[Collected data]
──────────

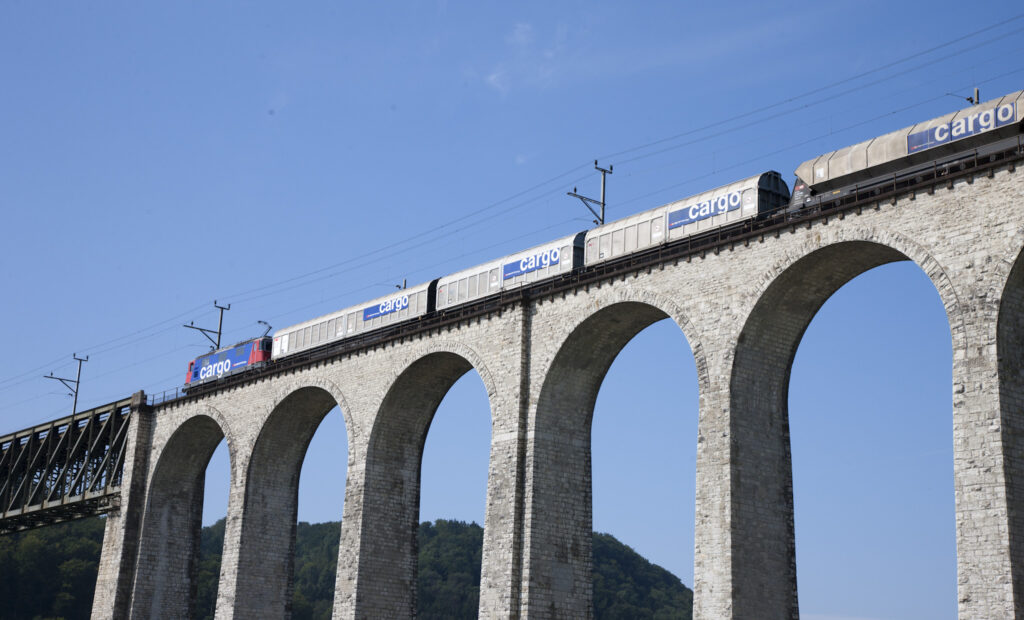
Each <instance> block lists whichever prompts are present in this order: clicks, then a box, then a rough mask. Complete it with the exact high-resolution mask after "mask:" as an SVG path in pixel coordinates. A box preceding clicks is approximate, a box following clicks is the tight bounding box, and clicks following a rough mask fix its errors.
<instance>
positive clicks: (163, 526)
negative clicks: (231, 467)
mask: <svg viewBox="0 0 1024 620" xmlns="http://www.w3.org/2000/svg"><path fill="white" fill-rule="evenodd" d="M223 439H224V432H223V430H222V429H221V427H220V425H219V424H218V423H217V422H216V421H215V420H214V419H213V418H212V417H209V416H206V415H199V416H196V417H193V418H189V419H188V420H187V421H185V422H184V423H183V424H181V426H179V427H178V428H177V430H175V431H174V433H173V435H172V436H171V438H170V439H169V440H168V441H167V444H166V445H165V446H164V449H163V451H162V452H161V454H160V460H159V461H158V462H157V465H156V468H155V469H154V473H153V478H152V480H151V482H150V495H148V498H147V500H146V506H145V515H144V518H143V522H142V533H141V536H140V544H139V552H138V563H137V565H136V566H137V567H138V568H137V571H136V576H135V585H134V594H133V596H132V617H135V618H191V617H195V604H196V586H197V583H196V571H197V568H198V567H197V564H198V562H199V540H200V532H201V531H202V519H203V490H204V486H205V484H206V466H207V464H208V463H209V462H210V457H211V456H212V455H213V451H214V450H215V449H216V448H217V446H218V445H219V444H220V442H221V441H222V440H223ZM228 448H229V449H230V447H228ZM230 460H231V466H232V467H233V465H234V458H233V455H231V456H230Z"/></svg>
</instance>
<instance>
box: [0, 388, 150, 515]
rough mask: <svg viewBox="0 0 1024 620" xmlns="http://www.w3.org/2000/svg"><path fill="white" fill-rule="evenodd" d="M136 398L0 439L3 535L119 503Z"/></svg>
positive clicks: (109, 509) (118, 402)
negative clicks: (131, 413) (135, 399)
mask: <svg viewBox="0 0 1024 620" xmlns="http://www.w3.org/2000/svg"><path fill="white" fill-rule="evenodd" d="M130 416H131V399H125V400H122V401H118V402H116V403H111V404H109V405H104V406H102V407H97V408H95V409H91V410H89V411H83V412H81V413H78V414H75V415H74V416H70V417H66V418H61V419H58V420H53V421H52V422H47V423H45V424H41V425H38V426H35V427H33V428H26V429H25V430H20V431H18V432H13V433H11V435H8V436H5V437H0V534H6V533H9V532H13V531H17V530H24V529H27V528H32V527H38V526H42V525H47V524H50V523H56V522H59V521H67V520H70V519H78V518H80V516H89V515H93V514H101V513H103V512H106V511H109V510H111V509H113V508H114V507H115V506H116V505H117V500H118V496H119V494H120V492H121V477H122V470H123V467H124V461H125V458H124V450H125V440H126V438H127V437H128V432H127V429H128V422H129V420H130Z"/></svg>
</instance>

──────────

Repeat exactly the lines of the records from the one containing "rough mask: <svg" to the last, and include no line outside that stretch.

**EXERCISE SOLUTION**
rough mask: <svg viewBox="0 0 1024 620" xmlns="http://www.w3.org/2000/svg"><path fill="white" fill-rule="evenodd" d="M136 398L0 439L3 535L119 503Z"/></svg>
positive clicks: (109, 509) (118, 402)
negative clicks: (131, 413) (135, 399)
mask: <svg viewBox="0 0 1024 620" xmlns="http://www.w3.org/2000/svg"><path fill="white" fill-rule="evenodd" d="M130 416H131V399H125V400H122V401H118V402H116V403H111V404H109V405H104V406H102V407H97V408H95V409H91V410H89V411H83V412H81V413H78V414H75V415H74V416H70V417H66V418H61V419H58V420H53V421H52V422H47V423H45V424H41V425H38V426H35V427H33V428H26V429H25V430H20V431H18V432H13V433H11V435H8V436H5V437H0V534H6V533H9V532H13V531H17V530H24V529H27V528H32V527H38V526H42V525H47V524H50V523H56V522H59V521H67V520H70V519H78V518H80V516H89V515H93V514H101V513H103V512H106V511H109V510H111V509H113V508H114V507H115V506H116V505H117V500H118V496H119V494H120V492H121V477H122V470H123V467H124V461H125V458H124V450H125V440H126V438H127V437H128V432H127V429H128V422H129V420H130Z"/></svg>
</instance>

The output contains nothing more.